Activity: What is needed here is an exact copy of every entry.

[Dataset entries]

********

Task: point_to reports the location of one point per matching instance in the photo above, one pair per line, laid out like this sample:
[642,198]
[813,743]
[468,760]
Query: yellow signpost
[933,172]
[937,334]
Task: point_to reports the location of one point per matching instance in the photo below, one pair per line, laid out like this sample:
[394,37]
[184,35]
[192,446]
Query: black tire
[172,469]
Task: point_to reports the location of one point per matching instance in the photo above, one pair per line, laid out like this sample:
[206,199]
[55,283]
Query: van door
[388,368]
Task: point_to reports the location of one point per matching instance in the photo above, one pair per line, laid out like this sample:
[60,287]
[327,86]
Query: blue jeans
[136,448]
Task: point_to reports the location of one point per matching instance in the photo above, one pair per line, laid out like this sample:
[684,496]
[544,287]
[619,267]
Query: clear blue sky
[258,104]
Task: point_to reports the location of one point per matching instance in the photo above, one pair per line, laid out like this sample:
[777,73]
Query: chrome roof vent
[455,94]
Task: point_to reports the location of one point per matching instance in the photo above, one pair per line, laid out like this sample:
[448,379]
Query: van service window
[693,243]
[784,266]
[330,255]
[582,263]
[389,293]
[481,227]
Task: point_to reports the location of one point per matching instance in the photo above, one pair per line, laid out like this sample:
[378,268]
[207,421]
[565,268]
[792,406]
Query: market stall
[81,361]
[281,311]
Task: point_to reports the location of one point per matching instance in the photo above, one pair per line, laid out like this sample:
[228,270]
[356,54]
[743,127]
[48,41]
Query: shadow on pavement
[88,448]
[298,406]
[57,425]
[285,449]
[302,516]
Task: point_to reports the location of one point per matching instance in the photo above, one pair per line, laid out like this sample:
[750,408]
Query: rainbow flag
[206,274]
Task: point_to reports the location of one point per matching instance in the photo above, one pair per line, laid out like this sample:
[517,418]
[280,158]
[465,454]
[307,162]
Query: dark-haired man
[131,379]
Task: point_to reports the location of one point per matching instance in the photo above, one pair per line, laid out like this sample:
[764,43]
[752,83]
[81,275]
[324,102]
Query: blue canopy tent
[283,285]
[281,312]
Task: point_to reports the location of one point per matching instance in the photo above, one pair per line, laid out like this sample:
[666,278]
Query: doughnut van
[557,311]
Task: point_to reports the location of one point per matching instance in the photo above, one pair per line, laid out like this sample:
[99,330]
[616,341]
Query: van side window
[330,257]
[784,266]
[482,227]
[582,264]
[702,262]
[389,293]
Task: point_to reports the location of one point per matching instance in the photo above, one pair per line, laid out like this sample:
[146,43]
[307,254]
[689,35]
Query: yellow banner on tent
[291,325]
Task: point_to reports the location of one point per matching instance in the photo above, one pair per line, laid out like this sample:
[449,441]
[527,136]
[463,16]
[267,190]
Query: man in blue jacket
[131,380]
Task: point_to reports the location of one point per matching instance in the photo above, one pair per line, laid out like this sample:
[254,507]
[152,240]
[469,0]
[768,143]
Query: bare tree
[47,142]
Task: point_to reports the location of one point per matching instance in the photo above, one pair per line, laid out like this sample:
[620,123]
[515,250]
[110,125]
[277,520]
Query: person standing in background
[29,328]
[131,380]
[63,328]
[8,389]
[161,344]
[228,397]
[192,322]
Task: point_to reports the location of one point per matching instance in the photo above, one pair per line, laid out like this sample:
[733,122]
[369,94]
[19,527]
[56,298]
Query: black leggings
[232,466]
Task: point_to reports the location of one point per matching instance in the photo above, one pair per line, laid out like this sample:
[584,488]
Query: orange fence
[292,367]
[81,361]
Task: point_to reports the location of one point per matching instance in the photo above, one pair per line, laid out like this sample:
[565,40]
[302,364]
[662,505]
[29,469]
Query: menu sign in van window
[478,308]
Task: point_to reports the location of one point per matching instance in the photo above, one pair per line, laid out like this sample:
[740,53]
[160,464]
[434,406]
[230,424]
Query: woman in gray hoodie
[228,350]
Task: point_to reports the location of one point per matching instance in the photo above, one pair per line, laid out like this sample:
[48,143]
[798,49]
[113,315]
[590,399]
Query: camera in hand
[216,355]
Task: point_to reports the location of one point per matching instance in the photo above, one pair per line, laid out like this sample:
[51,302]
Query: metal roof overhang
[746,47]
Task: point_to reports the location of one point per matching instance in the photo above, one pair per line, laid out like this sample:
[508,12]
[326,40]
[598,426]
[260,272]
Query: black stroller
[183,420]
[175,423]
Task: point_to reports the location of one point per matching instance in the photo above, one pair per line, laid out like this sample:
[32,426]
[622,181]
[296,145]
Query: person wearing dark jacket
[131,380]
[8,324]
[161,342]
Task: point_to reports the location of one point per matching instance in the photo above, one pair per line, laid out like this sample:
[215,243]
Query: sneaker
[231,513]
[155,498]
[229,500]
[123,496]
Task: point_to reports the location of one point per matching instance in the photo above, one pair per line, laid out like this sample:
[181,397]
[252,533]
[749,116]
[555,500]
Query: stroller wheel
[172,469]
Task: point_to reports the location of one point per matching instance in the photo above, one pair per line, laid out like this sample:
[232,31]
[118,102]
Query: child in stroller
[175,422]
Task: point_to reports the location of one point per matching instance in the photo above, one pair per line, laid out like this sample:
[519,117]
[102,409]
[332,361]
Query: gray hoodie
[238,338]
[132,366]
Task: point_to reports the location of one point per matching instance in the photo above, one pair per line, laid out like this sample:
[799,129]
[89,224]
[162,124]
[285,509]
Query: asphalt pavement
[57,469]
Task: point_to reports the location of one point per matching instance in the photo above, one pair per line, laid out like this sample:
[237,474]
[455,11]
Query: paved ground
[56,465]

********

Result:
Task: point_to reports the location of one point per matching instance in the photo above, one pair per line, laid out like this sample:
[642,198]
[813,743]
[468,760]
Query: yellow signpost
[933,172]
[937,334]
Task: point_to reports the location of one point per matching instance in the photo below, one pair per line, laid out like this sample:
[394,37]
[184,35]
[192,446]
Query: black tire
[172,469]
Task: point_to reports the location of one point per matching instance in the photo above, one pair per line, laid out like this sample:
[206,199]
[55,283]
Query: van door
[388,368]
Task: point_to reports the location of one point per matching instance in the photo above, one pair per line, laid out like this sample:
[60,287]
[327,86]
Query: blue jeans
[136,448]
Task: point_to reports the location of one point per matching instance in the photo above, one pair per line, laid out like this sample:
[684,496]
[544,287]
[619,267]
Query: clear blue sky
[258,104]
Task: point_to reports the location of one point per matching instance in the photo above, one pair per line, laid out like this sample:
[777,73]
Query: chrome roof vent
[455,94]
Task: point_to reports the location of one point per matching instance in the photo above, one pair per line, laid out like this sample:
[448,379]
Query: van service window
[693,243]
[784,266]
[330,255]
[582,263]
[389,293]
[481,227]
Task: point_to reports the location of one point per matching instance in the photo above, one pair per line, laid out like this sample:
[378,268]
[207,421]
[565,268]
[792,406]
Query: market stall
[81,361]
[281,311]
Task: point_to reports the location of one point per matching instance in the photo above, one pair per line, laid out like this sample:
[228,270]
[356,54]
[743,127]
[48,41]
Query: shadow on pavement
[88,448]
[298,406]
[57,425]
[285,449]
[302,516]
Task: point_to reports the location of one point per matching instance in the photo above, one pair per line, laid out like this sample:
[750,408]
Query: rainbow flag
[206,274]
Task: point_to reports the location of one point per matching instance in the photo above, one pair per line, laid out like this sample:
[517,418]
[280,158]
[465,454]
[307,162]
Query: dark-haired man
[131,379]
Task: point_to reports the location of one point per matching instance in the photo above, one pair per line, laid out like this sample:
[764,43]
[752,83]
[81,275]
[324,102]
Query: blue canopy tent
[283,285]
[281,312]
Task: point_to reports the location of one point per matching instance in the photo above, one pair per line, laid out like this sample:
[666,278]
Query: doughnut van
[557,311]
Task: point_to reports the location of one point per matching instance in the photo above, one pair per line, laid out like this sample:
[99,330]
[616,341]
Query: van side window
[330,257]
[784,266]
[482,227]
[582,264]
[702,262]
[389,293]
Task: point_to reports the location of one point per matching instance in the photo above, one pair per line, laid out like this sample:
[146,43]
[307,254]
[689,35]
Query: yellow banner on tent
[291,325]
Task: point_to reports the location of one point per matching instance in the photo above, one pair per line, laid out like this sample:
[449,441]
[527,136]
[463,16]
[267,190]
Query: man in blue jacket
[131,380]
Task: point_to reports the location of one point per matching instance in the photo above, one pair per line, laid out like this sample:
[254,507]
[152,240]
[469,0]
[768,143]
Query: bare tree
[47,142]
Task: point_to reports the location of one point per matching instance in the photo above, one pair per line, laid out like this sample:
[620,123]
[515,250]
[110,125]
[277,520]
Query: person standing in background
[29,328]
[131,380]
[63,328]
[8,389]
[161,344]
[228,397]
[192,322]
Task: point_to reports the location of one point per matching instance in the photo above, one pair per line, laid out like this sample:
[733,122]
[369,94]
[19,527]
[56,298]
Query: black leggings
[232,466]
Task: point_to reports the location of one point per matching instance in the photo above, one pair per line, laid out like this sample:
[584,488]
Query: orange fence
[292,367]
[81,361]
Task: point_to reports the location of one point per matching instance in the photo above, one pair per line, laid out like this sample:
[565,40]
[302,364]
[662,505]
[29,469]
Query: menu sign in van window
[478,308]
Task: point_to reports the location of one point per matching instance in the photo above, one pair per line, laid out like this sample:
[740,53]
[160,464]
[434,406]
[230,424]
Query: woman in gray hoodie
[228,350]
Task: point_to reports the location of one point per matching instance in the photo above, one pair per line, laid out like this sample:
[48,143]
[798,49]
[113,315]
[590,399]
Query: camera in hand
[216,355]
Task: point_to reports the location of one point per matching instance in the photo above, one pair per line, laid out like this sample:
[51,302]
Query: metal roof overhang
[746,47]
Task: point_to reports the location of one point per matching instance in the photo above, one pair per line, laid out like this sample:
[508,12]
[326,40]
[598,426]
[260,272]
Query: black stroller
[183,420]
[175,423]
Task: point_to reports the location of one point per matching instance in the photo above, one pair per line, laid out like this sample:
[32,426]
[622,181]
[296,145]
Query: person wearing dark jacket
[131,380]
[8,324]
[161,342]
Task: point_to reports the location of one point per matching instance in the photo above, one pair per line, laid out like this sample:
[215,243]
Query: sneaker
[231,513]
[155,498]
[229,500]
[123,496]
Task: point_to reports the location of one point per matching instance in the photo above, one pair per line, laid out like this sample:
[181,397]
[252,533]
[749,116]
[555,500]
Query: stroller wheel
[172,469]
Task: point_to reports the location of one point per matching instance in the photo above, one pair per line, laid out like this sample:
[232,31]
[118,102]
Query: child in stroller
[175,422]
Task: point_to reports the location of one point per matching instance in the photo above, one pair per line, laid out like this sample:
[519,117]
[102,409]
[332,361]
Query: gray hoodie
[238,338]
[132,366]
Task: point_to reports the location of one point per matching instance in the photo above, one pair per line, laid out like this sample:
[799,129]
[89,224]
[162,124]
[285,509]
Query: asphalt pavement
[57,469]
Task: point_to reports the location of one point per matching instance in the photo above, one pair per line, laid out like this sample:
[237,474]
[455,11]
Query: paved ground
[56,465]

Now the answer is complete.